Records for the exercise
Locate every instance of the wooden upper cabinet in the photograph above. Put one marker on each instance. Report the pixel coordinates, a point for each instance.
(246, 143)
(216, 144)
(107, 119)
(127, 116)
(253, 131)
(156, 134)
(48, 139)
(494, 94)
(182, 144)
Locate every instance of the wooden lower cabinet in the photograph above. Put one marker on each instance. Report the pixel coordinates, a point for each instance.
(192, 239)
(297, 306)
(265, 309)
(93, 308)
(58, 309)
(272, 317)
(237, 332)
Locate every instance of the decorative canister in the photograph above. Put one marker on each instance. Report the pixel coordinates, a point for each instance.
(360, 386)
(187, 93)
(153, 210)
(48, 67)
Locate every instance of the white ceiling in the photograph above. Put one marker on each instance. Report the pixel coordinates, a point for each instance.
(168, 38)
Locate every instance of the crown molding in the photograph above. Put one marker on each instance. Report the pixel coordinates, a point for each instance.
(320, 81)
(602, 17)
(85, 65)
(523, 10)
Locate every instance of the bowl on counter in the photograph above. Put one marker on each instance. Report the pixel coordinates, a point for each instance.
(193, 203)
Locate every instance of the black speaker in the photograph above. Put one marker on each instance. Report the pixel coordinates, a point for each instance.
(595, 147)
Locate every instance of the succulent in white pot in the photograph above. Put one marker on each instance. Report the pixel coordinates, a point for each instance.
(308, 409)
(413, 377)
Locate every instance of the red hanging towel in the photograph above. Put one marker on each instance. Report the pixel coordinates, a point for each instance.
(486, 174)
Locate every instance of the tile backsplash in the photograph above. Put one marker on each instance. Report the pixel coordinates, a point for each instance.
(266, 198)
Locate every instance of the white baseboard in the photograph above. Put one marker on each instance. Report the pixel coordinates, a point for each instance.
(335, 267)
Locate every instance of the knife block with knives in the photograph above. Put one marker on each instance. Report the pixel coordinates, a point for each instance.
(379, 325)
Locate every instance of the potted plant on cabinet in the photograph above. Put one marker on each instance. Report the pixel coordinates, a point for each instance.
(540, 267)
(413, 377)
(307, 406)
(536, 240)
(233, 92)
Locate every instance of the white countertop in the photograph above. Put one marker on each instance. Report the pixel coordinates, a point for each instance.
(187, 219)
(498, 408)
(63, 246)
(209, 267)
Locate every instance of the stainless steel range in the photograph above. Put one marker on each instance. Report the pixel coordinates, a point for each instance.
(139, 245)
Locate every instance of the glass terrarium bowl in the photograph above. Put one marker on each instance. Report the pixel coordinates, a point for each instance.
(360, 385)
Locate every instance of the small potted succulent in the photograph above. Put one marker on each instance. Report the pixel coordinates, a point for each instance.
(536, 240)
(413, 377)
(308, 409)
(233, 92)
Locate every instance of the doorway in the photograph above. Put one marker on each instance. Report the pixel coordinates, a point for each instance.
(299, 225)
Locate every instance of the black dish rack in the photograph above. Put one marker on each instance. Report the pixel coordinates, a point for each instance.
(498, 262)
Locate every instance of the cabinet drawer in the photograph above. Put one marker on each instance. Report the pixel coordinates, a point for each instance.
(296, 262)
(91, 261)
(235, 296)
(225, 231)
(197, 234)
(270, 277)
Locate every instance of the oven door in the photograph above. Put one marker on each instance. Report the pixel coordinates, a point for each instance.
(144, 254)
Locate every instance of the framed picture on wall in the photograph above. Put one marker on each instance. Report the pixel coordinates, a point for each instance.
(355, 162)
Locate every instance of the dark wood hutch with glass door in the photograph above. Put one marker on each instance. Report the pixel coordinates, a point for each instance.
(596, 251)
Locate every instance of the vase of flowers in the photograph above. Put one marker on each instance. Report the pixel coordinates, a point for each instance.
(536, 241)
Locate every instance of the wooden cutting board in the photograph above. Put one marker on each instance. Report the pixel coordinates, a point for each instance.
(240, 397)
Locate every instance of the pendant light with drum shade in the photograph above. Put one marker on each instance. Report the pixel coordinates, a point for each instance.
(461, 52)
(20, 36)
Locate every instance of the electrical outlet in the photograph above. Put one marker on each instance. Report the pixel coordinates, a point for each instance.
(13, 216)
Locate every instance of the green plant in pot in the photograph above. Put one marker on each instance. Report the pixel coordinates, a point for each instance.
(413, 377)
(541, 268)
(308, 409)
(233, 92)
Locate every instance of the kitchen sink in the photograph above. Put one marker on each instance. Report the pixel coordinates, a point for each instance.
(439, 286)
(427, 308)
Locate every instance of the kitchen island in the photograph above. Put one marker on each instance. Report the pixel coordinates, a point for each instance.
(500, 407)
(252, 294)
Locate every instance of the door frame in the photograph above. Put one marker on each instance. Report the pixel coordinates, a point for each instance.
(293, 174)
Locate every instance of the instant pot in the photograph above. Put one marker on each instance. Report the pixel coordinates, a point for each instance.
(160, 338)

The request
Retype the records in full. Keep every line identical to the original.

Reply
Locate every instance of the wooden upper cabinet in the photograph above. Put one marker on each instance. Report the pixel coordinates, a point for each instance.
(246, 143)
(216, 144)
(107, 119)
(127, 116)
(253, 131)
(156, 134)
(48, 139)
(494, 94)
(182, 144)
Locate every instance of the wooden lower cabinet in the photograph above. Put one marker on each instance. Report the pixel coordinates, a point for each instance.
(192, 239)
(297, 306)
(265, 309)
(93, 308)
(58, 309)
(272, 317)
(237, 332)
Locate every instance of the decorative canister in the photograph above. Put one marker on each instance. Report the pixel coordinates, a point for each instance.
(360, 386)
(187, 93)
(153, 210)
(48, 67)
Locate every instance of the white ceiling in the photograph above. Put one marker on each instance. Report the pixel coordinates, a point for each instance.
(168, 38)
Locate every instance of the crown molding in the photograph above. Put one marker on each instance. Report the pixel coordinates, a point for each instance.
(320, 81)
(602, 17)
(85, 65)
(523, 10)
Locate every instance of the bowl on counter in the photograph above. Put one marker on each instance. Report the pixel coordinates, a point for each instance.
(193, 203)
Locate every instance of the black speaker in the photograph above. Put one marker on each instance. Report the pixel coordinates, a point for each instance.
(595, 147)
Locate every instance of the succulent in white pot in the photograph above. Put one marker on each instance. Report the pixel coordinates, a point for each instance.
(308, 409)
(413, 377)
Locate every instance of the red hanging towel in the photograph above. Put one marker on each instance. Report the pixel coordinates, a point for each instance.
(486, 174)
Locate every instance of the tile backsplash in the photograph above. Put one marker on each instance. Report the pixel coordinates, a point for each instance.
(266, 198)
Locate every instance of the white baseboard in the photograph above. Put one marker on each instance. Report the pixel coordinates, a point for each instance.
(335, 267)
Locate every instance of the knife block with knives in the photograph above. Put one marker on each instance. Report the pixel coordinates, a point for each instance.
(379, 325)
Locate every instance of the potted plant on cabinet in the photograph above. Put one marker on each instance. Report the pixel coordinates, a point for each instance.
(540, 267)
(413, 377)
(307, 406)
(536, 240)
(233, 92)
Locate every instance of the white countertop in the photograph above. Put one marker on each instance. Report the pixel coordinates, a point for each instance.
(187, 219)
(498, 408)
(63, 246)
(209, 267)
Locate every instance of the stainless steel range in the photograph above. Put one marker on each instance. Report the pixel coordinates, a point for each instance.
(139, 245)
Locate every instance of the glass terrarium bowl in the photograph above. Put one marker on each instance. Report the pixel coordinates, a point for each instance.
(360, 385)
Locate every instance of the small potted succulent in the photograph above. Put one marker on each instance. Report the pixel coordinates, a point for each instance.
(536, 240)
(413, 377)
(308, 409)
(233, 92)
Locate every instance of the doorway in the photograph above. Put one marker on each instance. Report the pixel coordinates, a point for each instance.
(299, 225)
Locate every instance of the black dish rack in the photograph above. Put one marker on each instance. Report the pixel coordinates, a point for each instance.
(498, 262)
Locate every instance of the cabinet drawer in the photograph above. Put one marker on each instance. Report the pixel coordinates, a point for each instance.
(296, 262)
(91, 261)
(235, 296)
(225, 231)
(197, 234)
(270, 277)
Locate every instance of the oven door in the photograph above. Put one marker on each instance. Report the pixel coordinates, a point for each instance.
(144, 254)
Locate every instance of the framed picture on wall in the photograph above. Put one marker on each instance. Report the pixel coordinates, a point for each instance.
(355, 162)
Locate every instance of the dark wood hutch with glass door in the photograph above. Put one marker on each instance. Report the pixel coordinates, a point for each instance.
(596, 251)
Locate every instance of the vase of flowers in the photograph above. Put one marker on each instance. Report the pixel coordinates, a point for each instance.
(536, 241)
Locate every instance of the wooden cutting board in the photograph above. Put one marker on each instance. Report the pixel coordinates, a point for each instance.
(240, 397)
Locate every instance of the pendant light with drum shade in the photograph above. Put one marker on each instance. Report the pixel coordinates, a point for each instance.
(461, 52)
(20, 36)
Locate every instance of the electrical outlet in the photograph above. Put one marker on each instance. Report the pixel coordinates, a point for each instance.
(13, 216)
Locate every instance of the green plant in pot in the photograph above. Put one marker on each instance. Report the pixel coordinates, a point for each instance.
(413, 377)
(541, 268)
(308, 409)
(233, 92)
Locate every instance of the kitchen sink in the photograph above. Put one marker on each instance. Report the pixel coordinates, a point for each instance.
(439, 286)
(427, 308)
Locate every instance of the kitchen island in the photograph above. Put one marker on each instance. Report the pixel coordinates, a point for each instance.
(500, 407)
(252, 294)
Locate every instance of the door frame in the photograph above. Put one marker on each instance. Report the pixel coordinates, a point for each instance.
(293, 174)
Locate every instance of the instant pot in the photograph above. Put one marker on each instance. Report the pixel coordinates, a point for each instance.
(160, 338)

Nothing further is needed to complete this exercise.